## BRIEF
Output the material below in its entirety, exactly as given.

## Stored data entries
+===+
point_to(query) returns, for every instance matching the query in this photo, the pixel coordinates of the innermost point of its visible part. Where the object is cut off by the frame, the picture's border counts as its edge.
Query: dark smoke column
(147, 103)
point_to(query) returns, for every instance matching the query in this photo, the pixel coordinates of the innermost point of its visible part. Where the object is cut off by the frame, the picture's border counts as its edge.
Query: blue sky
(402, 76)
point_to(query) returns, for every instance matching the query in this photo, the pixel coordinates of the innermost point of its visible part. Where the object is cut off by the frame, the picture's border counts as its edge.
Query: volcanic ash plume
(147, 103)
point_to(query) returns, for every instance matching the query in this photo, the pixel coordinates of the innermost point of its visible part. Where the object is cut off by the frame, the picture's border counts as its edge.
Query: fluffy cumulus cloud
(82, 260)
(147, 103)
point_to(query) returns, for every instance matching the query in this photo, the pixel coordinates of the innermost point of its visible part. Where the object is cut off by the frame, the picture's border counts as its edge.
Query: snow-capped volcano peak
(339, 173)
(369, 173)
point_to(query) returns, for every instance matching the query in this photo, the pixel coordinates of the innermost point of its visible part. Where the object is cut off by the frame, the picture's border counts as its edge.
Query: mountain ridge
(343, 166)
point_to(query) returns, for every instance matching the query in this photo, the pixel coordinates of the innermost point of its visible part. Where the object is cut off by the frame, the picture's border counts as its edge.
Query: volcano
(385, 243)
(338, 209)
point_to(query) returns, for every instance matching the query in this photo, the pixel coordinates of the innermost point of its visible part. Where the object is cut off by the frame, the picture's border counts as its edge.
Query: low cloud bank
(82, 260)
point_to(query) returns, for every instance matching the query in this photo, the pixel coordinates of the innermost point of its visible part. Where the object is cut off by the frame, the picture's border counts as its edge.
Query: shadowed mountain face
+===+
## OUTPUT BELOW
point_to(query) returns, for every instance matching the query in this photo, the pixel coordinates of the innermost point of its visible part. Where the object is cut off by the frame, the picture's border counts as its edge.
Query: dark smoke column
(147, 103)
point_to(query) returns, for every instance matching the query in this photo, the pixel coordinates of the innermost point of its visible part. Where the object is cut off by the frame, the picture's border counts as its edge.
Query: blue sky
(402, 76)
point_to(query) returns, for every instance matching the query in this photo, the pixel coordinates of the innermost point of its visible part. Where the object is cut off by the frame, the picture's border counts as its edge.
Query: volcanic ash plume
(147, 103)
point_to(query) returns, for every instance matching the query in this photo, the pixel coordinates of the innermost point of its visible part. Where the object is cut off by the frame, the picture's border counts as its edge.
Query: fluffy cumulus cloud
(82, 260)
(147, 103)
point_to(query) returns, for every instance matching the query in this photo, the pixel coordinates of the innermost point of its visible part. Where the object is cut off by the frame, the picture's border counts as its edge.
Query: snow-capped volcano peak
(339, 173)
(369, 173)
point_to(query) returns, for every instance matching the query in this photo, the pixel coordinates of the innermost point of its visible part. Where the object is cut off by the frame, the picture's border counts as its edge.
Query: mountain ridge
(343, 166)
point_to(query) returns, for every instance matching the query in this photo, the pixel coordinates of the innermost point of its visible part. Where the object is cut off by the frame, the picture's border counts as its edge.
Query: volcano
(385, 243)
(338, 209)
point_to(query) returns, for every instance matching the query in this photo, the pixel coordinates of the innermost point of its visible part. Where the object is cut off by the frame, the picture's border counts as its edge.
Query: low cloud bank
(82, 260)
point_to(query) returns, for every instance matching the query in this photo, the pixel coordinates of the innermost point of its visible part. Where the object is cut off by the frame, the picture's border counts as its edge.
Query: shadowed mountain face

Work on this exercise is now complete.